Selected excerpt:
>>>>

Warning: This story contains details about abuse at Lake Alice Hospital.
A nurse who worked at the Lake Alice psychiatric hospital in the 1970s has described finding a boy tied up in a laundry bag and others being shocked until they fell unconscious in a practice he calls "barbaric and cruel".
Brian Stabb, a former psychiatric nurse at the facility, says the boys at Lake Alice referred to Friday as "Black Friday" - it was the day Dr Selwyn Leeks came to administer electroconvulsive therapy (ECT).
"It was clear from the frequency of the residents yelling that this was not standard ECT treatment. It lasted for periods of 15 to 20 minutes with around 20 to 30 separated shocks," he says.
Stabb claims he never delivered such treatment personally, but says Leeks practiced unmodified ECT using a machine called ectonus, leaving patients unconscious.
"I consider this to be a barbaric and cruel practice, which would have been as damaging to those giving it as those receiving it," he says.
"There was no way this treatment could be rationalised as a legitimate treatment. It was torture."
Stabb came to New Zealand from England where he'd also witnessed the use of ECT. But he says treatment at Lake Alice was not documented, controlled, or monitored.

<<<<

Dataset entries
>>>>

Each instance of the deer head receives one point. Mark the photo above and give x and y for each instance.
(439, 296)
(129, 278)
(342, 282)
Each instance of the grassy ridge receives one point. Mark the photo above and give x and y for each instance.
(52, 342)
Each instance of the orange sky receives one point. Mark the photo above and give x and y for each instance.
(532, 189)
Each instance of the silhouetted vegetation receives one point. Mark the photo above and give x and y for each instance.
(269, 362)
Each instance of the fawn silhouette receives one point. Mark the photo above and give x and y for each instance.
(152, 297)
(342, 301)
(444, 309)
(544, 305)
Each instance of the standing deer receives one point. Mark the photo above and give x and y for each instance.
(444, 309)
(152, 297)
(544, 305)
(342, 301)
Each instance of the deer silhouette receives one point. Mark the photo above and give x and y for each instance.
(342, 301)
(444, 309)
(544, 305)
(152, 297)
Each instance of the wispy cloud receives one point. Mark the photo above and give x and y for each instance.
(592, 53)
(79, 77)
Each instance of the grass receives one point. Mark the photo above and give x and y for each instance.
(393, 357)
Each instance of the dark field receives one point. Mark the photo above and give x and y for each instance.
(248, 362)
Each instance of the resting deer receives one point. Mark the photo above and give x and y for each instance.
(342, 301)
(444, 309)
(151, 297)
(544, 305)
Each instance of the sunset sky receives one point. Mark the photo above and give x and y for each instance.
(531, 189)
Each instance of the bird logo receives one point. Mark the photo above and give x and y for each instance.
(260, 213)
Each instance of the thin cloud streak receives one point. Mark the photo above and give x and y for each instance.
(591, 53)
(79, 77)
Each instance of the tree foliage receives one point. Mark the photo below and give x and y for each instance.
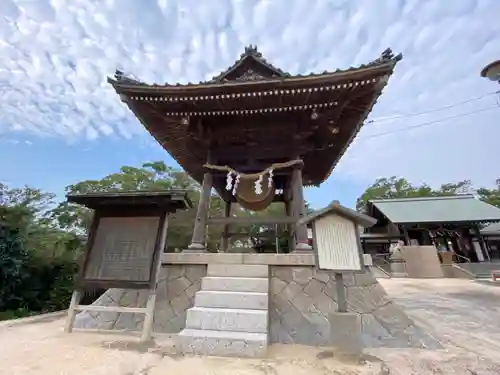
(398, 187)
(491, 196)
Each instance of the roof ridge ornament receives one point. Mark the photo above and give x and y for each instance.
(251, 50)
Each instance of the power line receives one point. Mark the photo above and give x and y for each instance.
(429, 123)
(433, 110)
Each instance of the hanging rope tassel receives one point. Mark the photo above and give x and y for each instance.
(236, 182)
(229, 181)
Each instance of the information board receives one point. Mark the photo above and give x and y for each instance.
(123, 249)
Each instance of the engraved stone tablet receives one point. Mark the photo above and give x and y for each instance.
(123, 249)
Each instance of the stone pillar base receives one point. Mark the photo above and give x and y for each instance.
(302, 248)
(195, 248)
(345, 333)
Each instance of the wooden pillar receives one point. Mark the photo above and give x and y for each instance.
(482, 244)
(406, 236)
(198, 242)
(225, 232)
(299, 209)
(290, 227)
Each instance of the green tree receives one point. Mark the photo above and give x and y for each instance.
(491, 196)
(13, 259)
(397, 187)
(152, 176)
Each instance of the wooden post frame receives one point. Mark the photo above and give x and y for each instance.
(336, 243)
(124, 247)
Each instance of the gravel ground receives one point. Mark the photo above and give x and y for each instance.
(463, 315)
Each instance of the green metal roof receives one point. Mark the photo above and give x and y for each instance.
(451, 209)
(491, 229)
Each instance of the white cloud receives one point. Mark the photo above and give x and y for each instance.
(56, 56)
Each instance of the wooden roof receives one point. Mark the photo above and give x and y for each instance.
(255, 110)
(172, 200)
(335, 208)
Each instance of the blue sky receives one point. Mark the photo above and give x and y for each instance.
(60, 122)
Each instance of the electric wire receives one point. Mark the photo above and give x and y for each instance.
(396, 117)
(429, 123)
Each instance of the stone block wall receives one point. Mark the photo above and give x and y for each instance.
(301, 297)
(177, 287)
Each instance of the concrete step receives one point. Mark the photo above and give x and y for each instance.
(222, 343)
(234, 300)
(238, 270)
(238, 320)
(236, 284)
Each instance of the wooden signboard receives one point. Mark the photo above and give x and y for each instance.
(337, 246)
(123, 250)
(336, 243)
(126, 239)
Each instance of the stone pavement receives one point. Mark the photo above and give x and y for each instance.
(462, 314)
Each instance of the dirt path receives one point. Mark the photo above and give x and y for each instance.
(460, 313)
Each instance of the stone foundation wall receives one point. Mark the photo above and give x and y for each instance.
(301, 297)
(176, 290)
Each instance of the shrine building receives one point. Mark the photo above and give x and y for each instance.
(257, 134)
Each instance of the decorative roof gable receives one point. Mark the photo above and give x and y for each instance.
(251, 66)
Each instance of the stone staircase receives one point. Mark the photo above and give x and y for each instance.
(230, 313)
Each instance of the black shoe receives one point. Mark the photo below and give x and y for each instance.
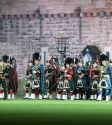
(4, 98)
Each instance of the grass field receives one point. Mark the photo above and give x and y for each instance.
(47, 112)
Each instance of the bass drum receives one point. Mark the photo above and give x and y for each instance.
(60, 85)
(47, 83)
(66, 84)
(79, 83)
(27, 84)
(36, 84)
(94, 85)
(103, 83)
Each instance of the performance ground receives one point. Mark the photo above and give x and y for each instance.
(55, 112)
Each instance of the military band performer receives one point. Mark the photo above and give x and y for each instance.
(68, 85)
(105, 83)
(3, 90)
(10, 77)
(81, 80)
(38, 76)
(59, 89)
(28, 79)
(110, 70)
(49, 72)
(94, 80)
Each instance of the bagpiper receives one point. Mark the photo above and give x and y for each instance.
(10, 77)
(110, 70)
(28, 79)
(49, 72)
(81, 80)
(105, 78)
(3, 92)
(94, 80)
(68, 85)
(38, 77)
(59, 89)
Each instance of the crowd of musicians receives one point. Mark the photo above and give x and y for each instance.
(73, 80)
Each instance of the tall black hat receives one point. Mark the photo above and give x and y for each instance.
(48, 61)
(88, 63)
(69, 61)
(80, 60)
(110, 61)
(75, 60)
(104, 57)
(5, 58)
(30, 61)
(36, 56)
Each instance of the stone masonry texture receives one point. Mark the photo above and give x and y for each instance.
(26, 31)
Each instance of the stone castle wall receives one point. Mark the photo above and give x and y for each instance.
(27, 32)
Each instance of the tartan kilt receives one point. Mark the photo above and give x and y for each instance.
(72, 85)
(11, 86)
(49, 82)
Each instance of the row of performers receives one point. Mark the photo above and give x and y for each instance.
(8, 77)
(73, 80)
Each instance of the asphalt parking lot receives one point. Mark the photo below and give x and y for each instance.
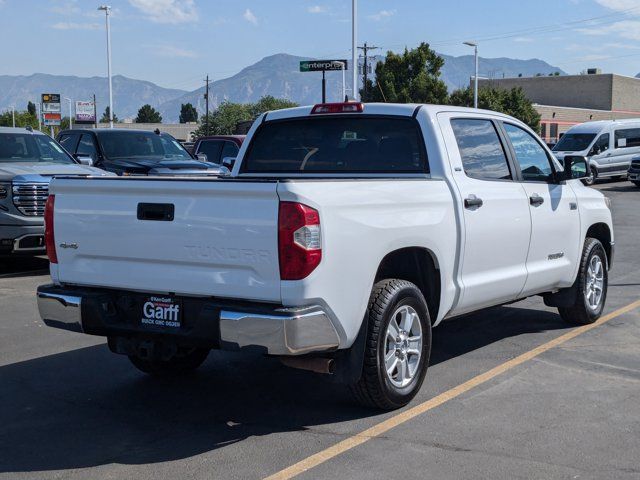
(71, 409)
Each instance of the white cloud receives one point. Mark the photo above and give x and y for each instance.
(250, 17)
(172, 51)
(382, 14)
(167, 11)
(75, 26)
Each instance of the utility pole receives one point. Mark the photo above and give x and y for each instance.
(354, 50)
(365, 70)
(206, 101)
(95, 112)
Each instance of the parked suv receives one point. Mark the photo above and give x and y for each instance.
(134, 152)
(608, 144)
(28, 161)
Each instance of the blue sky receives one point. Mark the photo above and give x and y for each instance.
(175, 43)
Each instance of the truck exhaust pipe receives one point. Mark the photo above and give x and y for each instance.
(313, 364)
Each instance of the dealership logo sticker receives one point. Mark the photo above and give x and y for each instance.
(161, 312)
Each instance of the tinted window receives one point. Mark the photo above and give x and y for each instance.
(69, 141)
(350, 144)
(574, 142)
(602, 144)
(87, 147)
(532, 158)
(140, 144)
(628, 137)
(212, 149)
(18, 147)
(480, 149)
(230, 149)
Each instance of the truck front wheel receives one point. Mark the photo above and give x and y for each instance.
(397, 348)
(180, 363)
(591, 285)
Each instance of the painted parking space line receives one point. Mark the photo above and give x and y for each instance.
(406, 415)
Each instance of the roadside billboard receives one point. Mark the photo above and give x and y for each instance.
(85, 112)
(51, 109)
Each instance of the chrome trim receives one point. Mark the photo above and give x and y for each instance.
(63, 310)
(16, 243)
(289, 331)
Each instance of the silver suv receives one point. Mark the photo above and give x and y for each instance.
(28, 161)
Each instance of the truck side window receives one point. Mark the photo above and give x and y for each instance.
(602, 144)
(87, 147)
(628, 137)
(480, 148)
(533, 159)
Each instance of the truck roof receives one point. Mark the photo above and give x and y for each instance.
(19, 130)
(402, 109)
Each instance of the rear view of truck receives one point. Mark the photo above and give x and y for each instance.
(281, 256)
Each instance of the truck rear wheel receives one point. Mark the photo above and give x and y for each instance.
(180, 363)
(591, 285)
(397, 348)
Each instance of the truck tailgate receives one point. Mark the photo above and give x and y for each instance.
(221, 239)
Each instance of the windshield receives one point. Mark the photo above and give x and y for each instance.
(136, 144)
(574, 142)
(352, 144)
(27, 147)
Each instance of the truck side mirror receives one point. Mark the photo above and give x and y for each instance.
(84, 160)
(575, 167)
(228, 162)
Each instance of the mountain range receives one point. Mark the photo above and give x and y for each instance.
(277, 75)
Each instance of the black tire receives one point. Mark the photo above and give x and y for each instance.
(581, 313)
(374, 388)
(589, 181)
(179, 364)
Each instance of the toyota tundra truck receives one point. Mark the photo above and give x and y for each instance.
(343, 234)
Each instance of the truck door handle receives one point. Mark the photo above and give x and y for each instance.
(472, 202)
(159, 212)
(536, 200)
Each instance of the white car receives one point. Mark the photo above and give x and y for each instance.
(609, 145)
(344, 233)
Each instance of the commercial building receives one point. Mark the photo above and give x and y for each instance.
(567, 100)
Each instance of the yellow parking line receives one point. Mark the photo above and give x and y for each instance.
(402, 417)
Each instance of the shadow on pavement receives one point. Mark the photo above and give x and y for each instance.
(88, 407)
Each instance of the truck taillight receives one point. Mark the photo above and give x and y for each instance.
(49, 234)
(299, 245)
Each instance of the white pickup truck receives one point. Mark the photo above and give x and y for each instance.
(343, 234)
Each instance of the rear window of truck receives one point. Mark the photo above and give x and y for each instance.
(348, 144)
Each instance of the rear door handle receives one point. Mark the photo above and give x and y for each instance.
(472, 202)
(536, 200)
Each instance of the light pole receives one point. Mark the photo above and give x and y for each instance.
(354, 48)
(70, 117)
(107, 11)
(475, 78)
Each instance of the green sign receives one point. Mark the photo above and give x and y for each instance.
(322, 65)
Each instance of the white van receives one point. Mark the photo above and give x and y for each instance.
(608, 144)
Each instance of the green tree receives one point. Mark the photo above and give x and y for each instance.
(227, 116)
(513, 102)
(410, 77)
(188, 113)
(148, 114)
(268, 103)
(105, 116)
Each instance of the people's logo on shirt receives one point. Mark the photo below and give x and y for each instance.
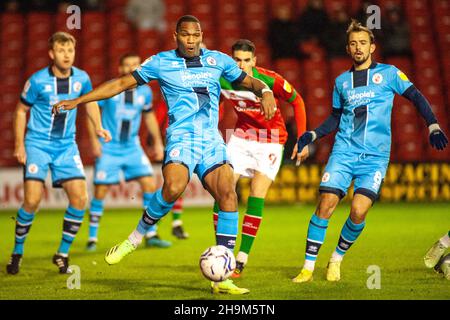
(377, 78)
(211, 61)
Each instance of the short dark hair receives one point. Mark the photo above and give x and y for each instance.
(61, 37)
(186, 18)
(356, 26)
(127, 55)
(244, 45)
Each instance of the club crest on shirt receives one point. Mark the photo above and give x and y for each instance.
(77, 86)
(211, 61)
(377, 78)
(287, 87)
(27, 86)
(33, 168)
(174, 153)
(101, 175)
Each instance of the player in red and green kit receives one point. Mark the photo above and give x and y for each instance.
(255, 148)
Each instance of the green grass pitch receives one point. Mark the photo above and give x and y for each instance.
(395, 239)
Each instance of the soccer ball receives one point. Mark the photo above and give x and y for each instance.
(217, 263)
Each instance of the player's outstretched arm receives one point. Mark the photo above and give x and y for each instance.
(104, 91)
(437, 137)
(93, 113)
(93, 138)
(20, 121)
(327, 127)
(260, 89)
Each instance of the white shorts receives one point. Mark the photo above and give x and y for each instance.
(248, 156)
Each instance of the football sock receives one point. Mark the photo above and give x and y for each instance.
(95, 214)
(23, 225)
(176, 212)
(445, 240)
(251, 223)
(316, 235)
(156, 209)
(146, 198)
(227, 228)
(215, 215)
(349, 234)
(242, 257)
(151, 232)
(72, 222)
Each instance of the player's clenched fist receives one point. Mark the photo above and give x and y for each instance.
(20, 154)
(64, 105)
(102, 133)
(268, 105)
(438, 139)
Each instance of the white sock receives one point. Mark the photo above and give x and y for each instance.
(445, 240)
(177, 223)
(242, 257)
(309, 265)
(135, 238)
(336, 257)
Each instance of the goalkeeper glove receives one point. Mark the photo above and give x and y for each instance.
(438, 139)
(305, 139)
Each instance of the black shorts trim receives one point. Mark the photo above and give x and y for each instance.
(174, 161)
(34, 179)
(212, 168)
(106, 184)
(336, 191)
(368, 193)
(58, 183)
(25, 102)
(138, 177)
(138, 78)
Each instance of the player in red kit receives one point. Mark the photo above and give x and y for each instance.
(255, 148)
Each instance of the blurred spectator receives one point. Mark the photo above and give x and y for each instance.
(335, 34)
(40, 5)
(93, 5)
(147, 14)
(313, 21)
(362, 15)
(395, 34)
(283, 34)
(11, 6)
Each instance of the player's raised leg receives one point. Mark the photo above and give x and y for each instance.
(176, 178)
(316, 234)
(350, 232)
(152, 238)
(259, 187)
(95, 214)
(220, 183)
(437, 251)
(33, 190)
(177, 224)
(76, 191)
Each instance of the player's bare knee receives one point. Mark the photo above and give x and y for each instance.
(326, 206)
(228, 200)
(79, 200)
(31, 204)
(172, 190)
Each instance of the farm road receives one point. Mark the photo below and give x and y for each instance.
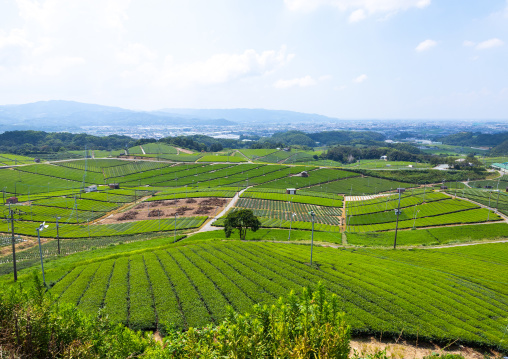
(502, 215)
(208, 226)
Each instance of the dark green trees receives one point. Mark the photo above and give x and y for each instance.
(241, 220)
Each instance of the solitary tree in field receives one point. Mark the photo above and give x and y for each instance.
(242, 220)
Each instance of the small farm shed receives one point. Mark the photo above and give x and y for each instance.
(92, 188)
(11, 200)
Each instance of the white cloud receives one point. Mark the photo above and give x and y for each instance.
(488, 44)
(134, 54)
(425, 45)
(361, 78)
(359, 8)
(15, 37)
(357, 15)
(222, 68)
(305, 81)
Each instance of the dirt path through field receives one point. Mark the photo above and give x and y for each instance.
(208, 225)
(183, 150)
(479, 204)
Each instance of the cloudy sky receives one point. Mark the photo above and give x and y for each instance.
(341, 58)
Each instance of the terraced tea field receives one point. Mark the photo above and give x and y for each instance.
(126, 263)
(447, 294)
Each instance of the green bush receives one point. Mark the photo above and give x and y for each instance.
(305, 326)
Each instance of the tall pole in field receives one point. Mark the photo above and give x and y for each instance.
(312, 237)
(400, 190)
(58, 234)
(11, 214)
(414, 221)
(497, 200)
(488, 215)
(175, 229)
(39, 229)
(291, 219)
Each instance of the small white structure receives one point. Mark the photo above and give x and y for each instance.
(92, 188)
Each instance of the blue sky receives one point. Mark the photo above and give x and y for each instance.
(436, 59)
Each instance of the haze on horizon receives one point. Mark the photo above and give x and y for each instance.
(353, 59)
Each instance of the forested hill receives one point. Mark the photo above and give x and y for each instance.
(474, 139)
(23, 142)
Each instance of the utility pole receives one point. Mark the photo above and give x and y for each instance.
(497, 200)
(291, 219)
(11, 214)
(312, 237)
(174, 241)
(400, 190)
(58, 234)
(39, 229)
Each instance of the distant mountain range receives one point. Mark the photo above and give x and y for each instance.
(68, 115)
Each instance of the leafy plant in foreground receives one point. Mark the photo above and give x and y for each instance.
(242, 220)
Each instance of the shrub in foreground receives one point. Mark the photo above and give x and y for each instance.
(309, 325)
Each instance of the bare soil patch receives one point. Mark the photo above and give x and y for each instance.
(183, 207)
(402, 349)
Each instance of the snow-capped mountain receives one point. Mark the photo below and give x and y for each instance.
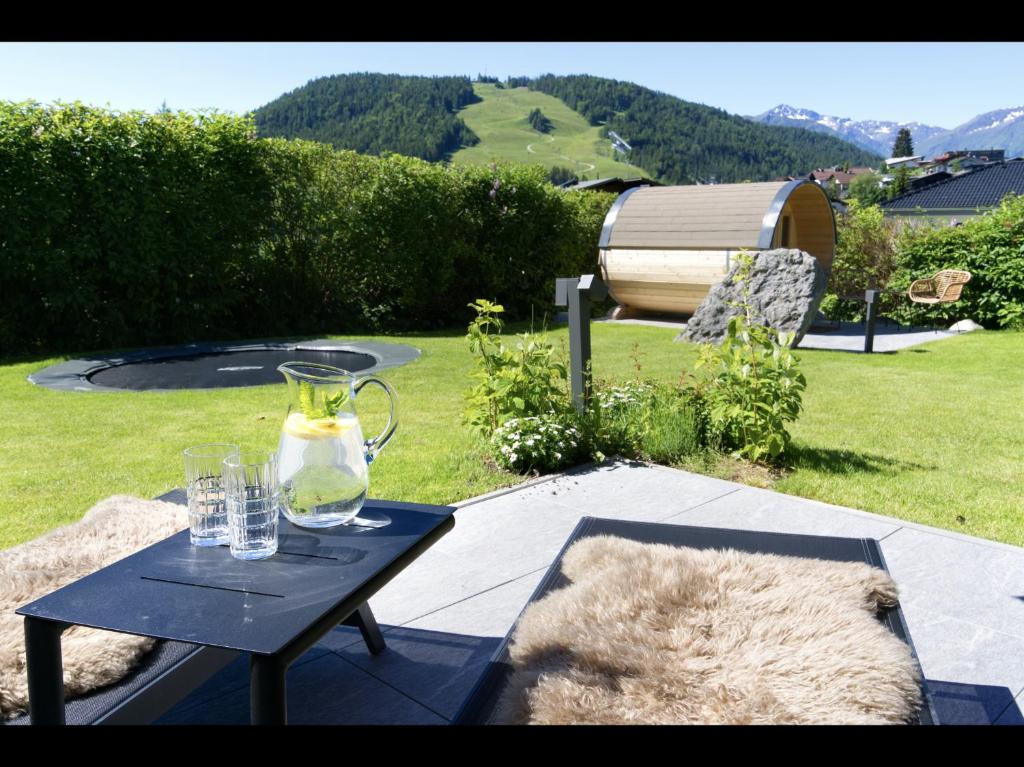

<<<<

Tasks for this exercise:
- 1) According to the Lake Alice article, what did the boys call Friday, and why?
- 2) Carry on the Lake Alice article from the point where it stops.
The dataset entries have no connection to the Lake Alice article.

Answers by item number:
- 1) They called it "Black Friday" because it was the day Dr Selwyn Leeks came to give electroconvulsive therapy (ECT).

- 2)
He discovered other disturbing practices, like finding a boy tied up in a laundry bag who he then let out.
"I asked what was wrong with the boy. I was told that he had behavioural problems and that this was part of his treatment. The staff member concerned returned him to the bag."
Asked why he didn't make a formal complaint, he said he feared losing his job.
"I was asked to sign the Official Secrets Act and throughout my time at Lake Alice, I was under the impression that any sort of whistleblowing would ... result in my prosecution."
Stabb claims shock treatment was not used as an organised punishment while he worked there between 1974 and 1976, but former residents have testified that it was dished out for minor infractions like smoking.